WHAT THIS TASK INVOLVES: Reproduce word for word, from the entries below, the line with "Target: small blue sign", the line with "Confirm that each instance of the white plastic", and every line between them, and nothing more.

DATASET EXCERPTS:

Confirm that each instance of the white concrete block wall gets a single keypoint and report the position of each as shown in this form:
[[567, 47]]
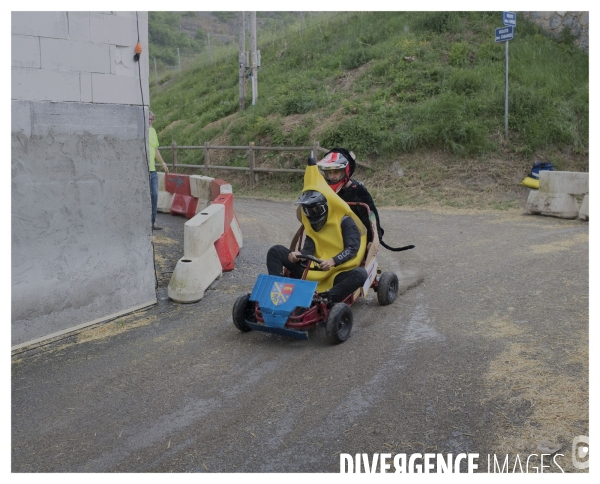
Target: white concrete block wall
[[79, 57]]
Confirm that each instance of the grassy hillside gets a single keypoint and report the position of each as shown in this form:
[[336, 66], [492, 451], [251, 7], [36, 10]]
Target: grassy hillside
[[417, 95]]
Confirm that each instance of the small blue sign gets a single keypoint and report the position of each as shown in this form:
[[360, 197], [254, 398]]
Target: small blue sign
[[505, 33], [509, 18]]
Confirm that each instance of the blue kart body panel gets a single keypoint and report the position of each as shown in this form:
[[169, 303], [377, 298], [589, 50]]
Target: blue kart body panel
[[277, 297]]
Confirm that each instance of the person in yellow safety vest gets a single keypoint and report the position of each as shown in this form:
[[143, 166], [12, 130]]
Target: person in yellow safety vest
[[334, 234]]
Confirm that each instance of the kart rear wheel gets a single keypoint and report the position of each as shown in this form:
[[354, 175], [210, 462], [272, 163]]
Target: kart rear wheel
[[243, 309], [387, 289], [339, 323]]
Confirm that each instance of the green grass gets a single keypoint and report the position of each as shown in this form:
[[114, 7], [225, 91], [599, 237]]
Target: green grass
[[391, 84]]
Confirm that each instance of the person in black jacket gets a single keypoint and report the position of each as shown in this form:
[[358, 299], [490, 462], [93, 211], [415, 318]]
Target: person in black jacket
[[337, 167]]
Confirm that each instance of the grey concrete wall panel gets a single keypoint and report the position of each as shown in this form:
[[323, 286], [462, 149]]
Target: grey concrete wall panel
[[70, 55], [121, 122], [109, 88], [21, 118], [45, 85], [85, 81], [25, 51], [41, 24], [79, 26], [81, 238]]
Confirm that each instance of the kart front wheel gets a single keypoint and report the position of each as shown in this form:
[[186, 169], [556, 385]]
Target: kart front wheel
[[387, 289], [339, 323], [243, 309]]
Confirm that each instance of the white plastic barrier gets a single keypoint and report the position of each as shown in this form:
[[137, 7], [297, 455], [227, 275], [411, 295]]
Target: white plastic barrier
[[584, 210], [556, 196], [200, 188], [165, 199], [200, 264], [237, 231]]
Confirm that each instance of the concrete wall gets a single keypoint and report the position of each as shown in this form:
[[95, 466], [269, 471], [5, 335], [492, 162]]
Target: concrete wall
[[81, 235]]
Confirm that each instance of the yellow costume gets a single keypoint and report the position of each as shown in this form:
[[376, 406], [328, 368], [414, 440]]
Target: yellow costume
[[328, 241]]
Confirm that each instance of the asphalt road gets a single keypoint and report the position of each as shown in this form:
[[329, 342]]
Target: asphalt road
[[485, 351]]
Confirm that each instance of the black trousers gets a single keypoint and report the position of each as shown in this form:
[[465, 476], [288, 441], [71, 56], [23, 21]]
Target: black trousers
[[344, 284]]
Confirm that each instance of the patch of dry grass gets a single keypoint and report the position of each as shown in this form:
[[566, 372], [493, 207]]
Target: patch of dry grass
[[113, 328], [527, 374], [560, 244]]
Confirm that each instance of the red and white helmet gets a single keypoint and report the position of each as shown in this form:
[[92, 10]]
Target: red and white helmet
[[333, 161]]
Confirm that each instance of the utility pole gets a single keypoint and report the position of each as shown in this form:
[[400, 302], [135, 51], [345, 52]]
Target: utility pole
[[253, 57], [242, 61]]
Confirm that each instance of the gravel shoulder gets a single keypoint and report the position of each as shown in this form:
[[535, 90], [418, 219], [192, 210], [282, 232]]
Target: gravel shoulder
[[486, 351]]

SOLUTION TO THIS EXERCISE:
Target: small blue sign
[[505, 33], [509, 18]]
Confirm that each instance of the blue kart body panel gets a single keypoint and report the position of each as shown in this form:
[[169, 303], [377, 298], [589, 50]]
Target: blue kart body panel
[[277, 297]]
Confirm that each instance of the person in yellow safety vest gets a single keypoint and report the position of each as shown in this form:
[[143, 166], [12, 130]]
Target: person in yellow safety vest
[[334, 234]]
Confirm that each instance of the kart rear wheel gets a single keypoint and report the position of each as shown in this form:
[[354, 175], [210, 462], [272, 163]]
Target: kart rear wheel
[[243, 309], [387, 289], [339, 323]]
Confirm that each instance of the green grass gets a single keypoint and report the position of each as shown in this form:
[[114, 7], [225, 91], [599, 237]]
Target: green grass
[[391, 84]]
Confirm that each instance of the person in black jacket gets a single keypoint and report the position of each as shown in this form:
[[358, 299], [490, 462], [93, 211], [415, 318]]
Target: person in black jacket
[[337, 167]]
Confirm that each instance of the grey concrete wall panel gets a single keypoint and report the position of each as shown in this form:
[[323, 286], [462, 149]]
Target: grey concrete wall panel
[[70, 55], [121, 122], [109, 88], [21, 118], [45, 85], [85, 81], [25, 51], [41, 24], [79, 26], [81, 238]]
Confirm that each instance of the kart front wheel gets a single keypoint and report the position of each as shown in this form:
[[186, 169], [556, 385]]
Target: kart front wheel
[[387, 289], [339, 323], [243, 309]]
Confirm that each instance of the white plastic barrier gets a single keypoint and report the position of each as shown in this form:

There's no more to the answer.